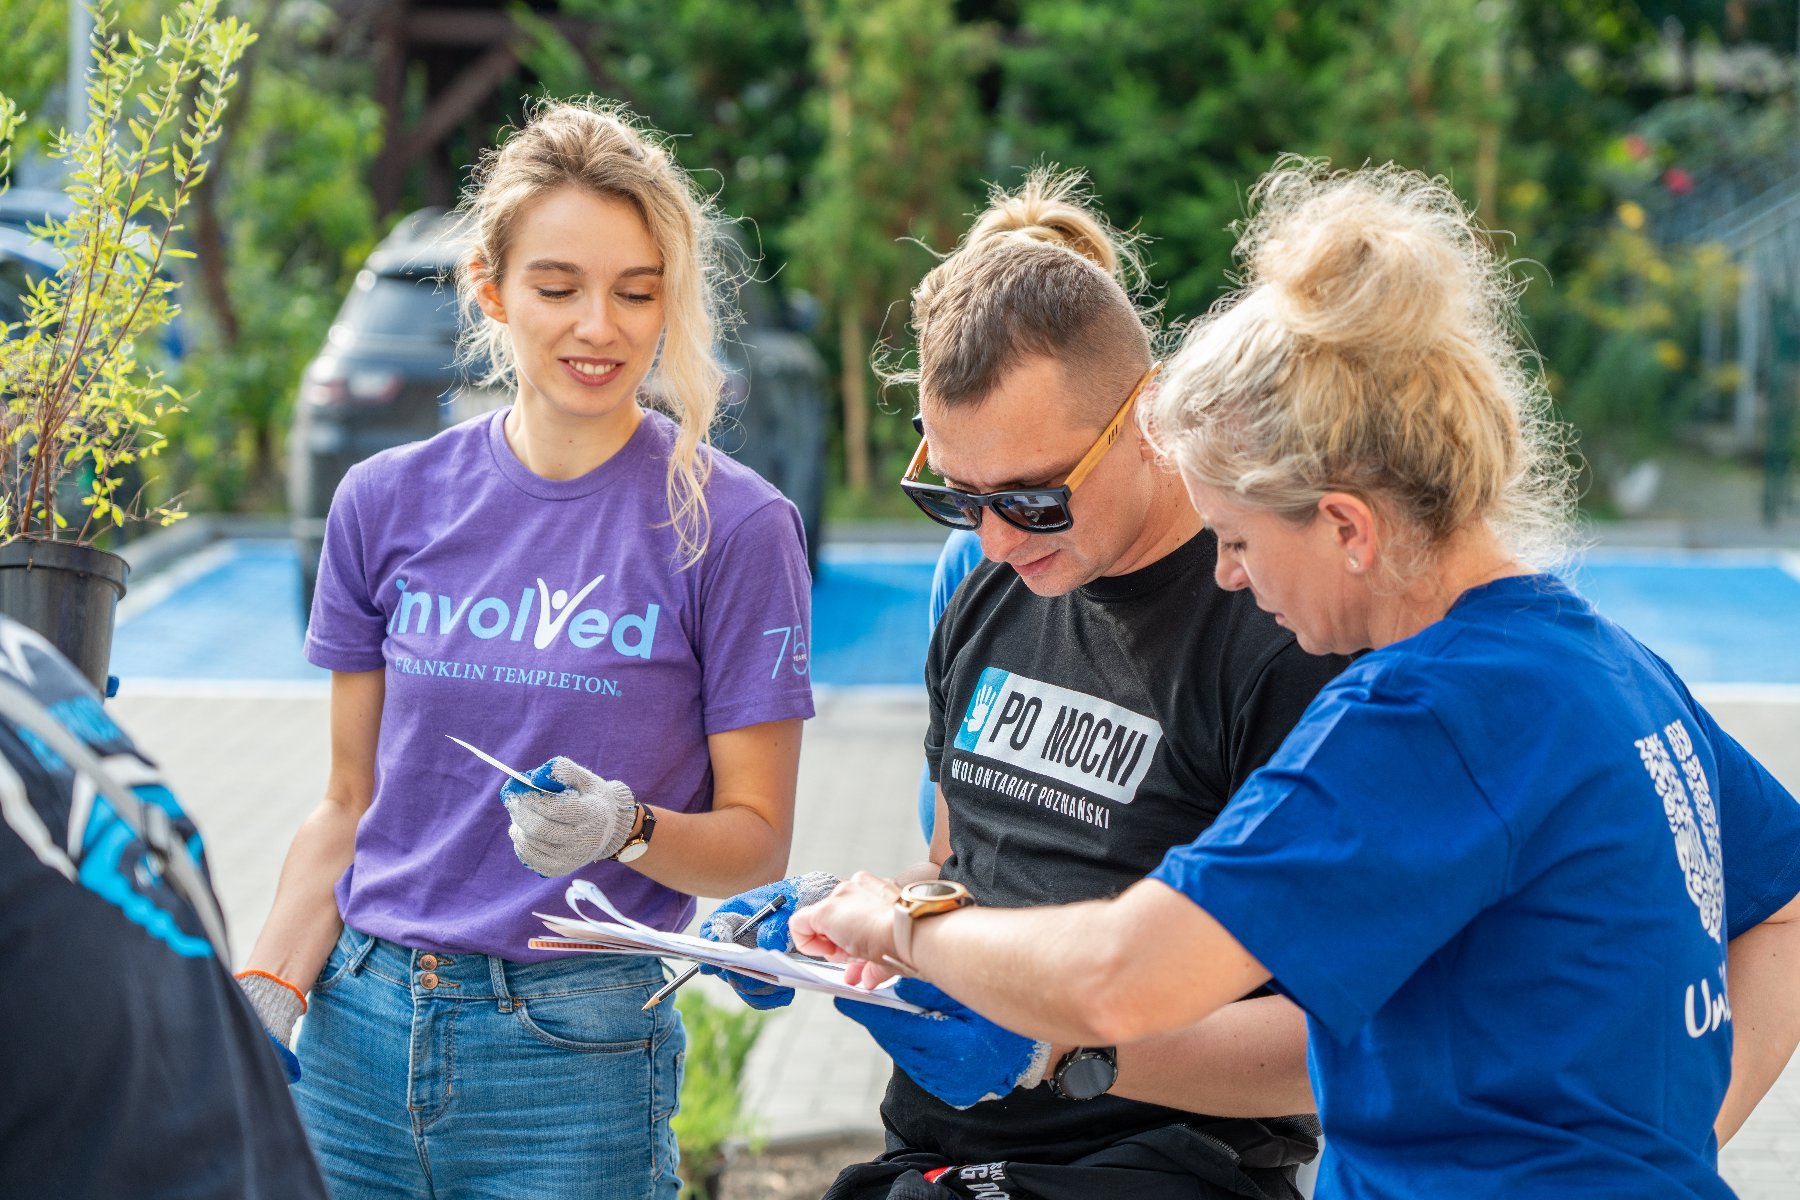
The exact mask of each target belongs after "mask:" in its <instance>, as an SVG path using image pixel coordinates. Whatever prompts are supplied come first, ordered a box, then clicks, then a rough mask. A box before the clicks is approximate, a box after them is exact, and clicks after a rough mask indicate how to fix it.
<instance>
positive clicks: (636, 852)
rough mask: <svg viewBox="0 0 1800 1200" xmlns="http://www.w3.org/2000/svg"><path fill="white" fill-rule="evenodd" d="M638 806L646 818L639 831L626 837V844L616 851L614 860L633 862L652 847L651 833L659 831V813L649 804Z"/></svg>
mask: <svg viewBox="0 0 1800 1200" xmlns="http://www.w3.org/2000/svg"><path fill="white" fill-rule="evenodd" d="M637 808H639V811H643V813H644V820H643V822H641V824H639V826H637V833H635V835H632V837H628V838H625V846H621V847H619V849H616V851H614V855H612V858H614V862H632V860H634V858H637V856H639V855H643V853H644V851H646V849H650V835H653V833H655V831H657V815H655V811H652V808H650V806H648V804H639V806H637Z"/></svg>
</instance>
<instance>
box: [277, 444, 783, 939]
mask: <svg viewBox="0 0 1800 1200" xmlns="http://www.w3.org/2000/svg"><path fill="white" fill-rule="evenodd" d="M504 419H506V412H504V410H502V412H495V414H490V416H482V417H477V419H473V421H466V423H463V425H459V426H455V428H452V430H446V432H443V434H439V435H437V437H432V439H430V441H425V443H416V444H410V446H400V448H396V450H387V452H383V453H378V455H374V457H373V459H369V461H367V462H360V464H358V466H355V468H351V471H349V475H346V477H344V482H342V484H340V486H338V491H337V497H335V498H333V502H331V518H329V527H328V533H326V545H324V558H322V560H320V563H319V590H317V596H315V599H313V613H311V628H310V630H308V633H306V658H308V660H310V662H315V664H317V666H322V667H328V669H331V671H373V669H378V667H380V669H385V671H387V696H385V702H383V705H382V741H380V754H378V757H376V768H374V802H373V804H371V806H369V811H367V813H365V815H364V819H362V824H360V826H358V828H356V856H355V860H353V864H351V867H349V871H346V873H344V878H342V880H340V882H338V887H337V900H338V910H340V912H342V914H344V921H346V923H347V925H353V927H355V928H360V930H364V932H367V934H374V936H376V937H387V939H389V941H396V943H400V945H405V946H412V948H418V950H441V952H450V954H459V952H461V954H490V955H495V957H502V959H511V961H515V963H529V961H538V959H545V957H554V955H551V954H545V952H536V950H529V948H527V946H526V939H529V937H533V936H540V934H544V932H545V930H544V925H542V921H536V919H535V918H533V916H531V912H533V910H540V912H565V910H567V903H565V901H563V892H565V891H567V887H569V882H571V878H572V876H565V878H556V880H544V878H538V876H536V874H535V873H533V871H529V869H527V867H524V865H520V862H518V858H517V856H515V855H513V846H511V842H509V840H508V835H506V829H508V824H509V822H508V815H506V808H504V806H502V804H500V795H499V793H500V784H502V783H506V779H504V775H500V774H499V772H497V770H493V768H491V766H488V765H484V763H481V761H479V759H477V757H473V756H472V754H470V752H468V750H464V748H463V747H459V745H455V743H454V741H450V738H446V736H445V734H454V736H457V738H463V739H464V741H470V743H473V745H477V747H481V748H482V750H486V752H488V754H493V756H495V757H499V759H500V761H504V763H508V765H511V766H513V768H517V770H524V772H529V770H531V768H535V766H536V765H538V763H544V761H545V759H549V757H553V756H556V754H563V756H567V757H571V759H574V761H576V763H581V765H583V766H587V768H590V770H594V772H598V774H601V775H607V777H608V779H623V781H625V783H626V784H630V788H632V790H634V792H635V793H637V797H639V799H641V801H644V802H646V804H653V806H657V808H673V810H680V811H706V810H707V808H711V804H713V772H711V765H709V759H707V747H706V738H707V736H709V734H716V732H724V730H729V729H742V727H745V725H756V723H760V721H778V720H788V718H805V716H812V680H810V675H808V671H810V640H812V639H810V633H812V630H810V621H812V612H810V581H808V576H806V558H805V552H803V545H801V538H803V533H801V524H799V515H797V513H796V511H794V506H792V504H788V502H787V500H785V498H783V497H781V493H778V491H776V489H774V488H770V486H769V484H767V482H765V480H763V479H761V477H758V475H756V473H752V471H749V470H745V468H742V466H738V464H736V462H733V461H731V459H727V457H725V455H722V453H718V455H713V477H711V482H709V484H707V488H706V495H707V504H709V509H711V518H713V527H711V540H709V543H707V551H706V554H704V556H702V558H700V561H698V563H695V565H693V567H689V569H686V570H679V569H677V567H679V561H680V558H679V547H677V538H675V531H673V527H671V525H670V516H668V502H666V498H664V471H666V466H668V455H670V448H671V446H673V441H675V426H673V425H671V423H670V421H668V419H666V417H662V416H661V414H655V412H648V414H644V419H643V421H641V423H639V426H637V432H635V434H632V437H630V441H628V443H626V444H625V448H623V450H619V453H616V455H614V457H612V459H608V461H607V462H603V464H601V466H598V468H596V470H592V471H589V473H587V475H583V477H580V479H569V480H549V479H540V477H538V475H533V473H531V471H529V470H527V468H526V466H524V464H522V462H518V459H517V457H515V455H513V452H511V448H509V446H508V444H506V434H504ZM578 876H581V878H589V880H592V882H594V883H598V885H599V887H601V889H603V891H605V892H607V896H610V898H612V900H614V903H617V905H619V907H621V909H623V910H625V912H628V914H632V916H634V918H637V919H639V921H644V923H648V925H653V927H657V928H666V930H675V928H680V927H684V925H686V923H688V921H689V918H691V916H693V898H691V896H686V894H682V892H677V891H673V889H668V887H662V885H661V883H653V882H650V880H648V878H644V876H643V874H639V873H635V871H632V869H630V867H626V865H623V864H614V862H601V864H594V865H590V867H583V869H581V871H580V873H578Z"/></svg>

· · · ·

Repeat the listing word for word, from its beginning through the line that contains "positive clicks: (636, 852)", and include that line. Omit the pictures.

▶ **COMPLETED TASK**:
The exact mask of each target belongs after "mask:" in its <instance>, as an SVG path using image pixel coordinates. Whatever prompts are supplied come first, ordered a box, then clicks, then a rough mask. A box before the clicks is approximate, a box after them is exact, and clicks after a rough mask indicate how to fix it.
<instance>
positive clicks: (636, 852)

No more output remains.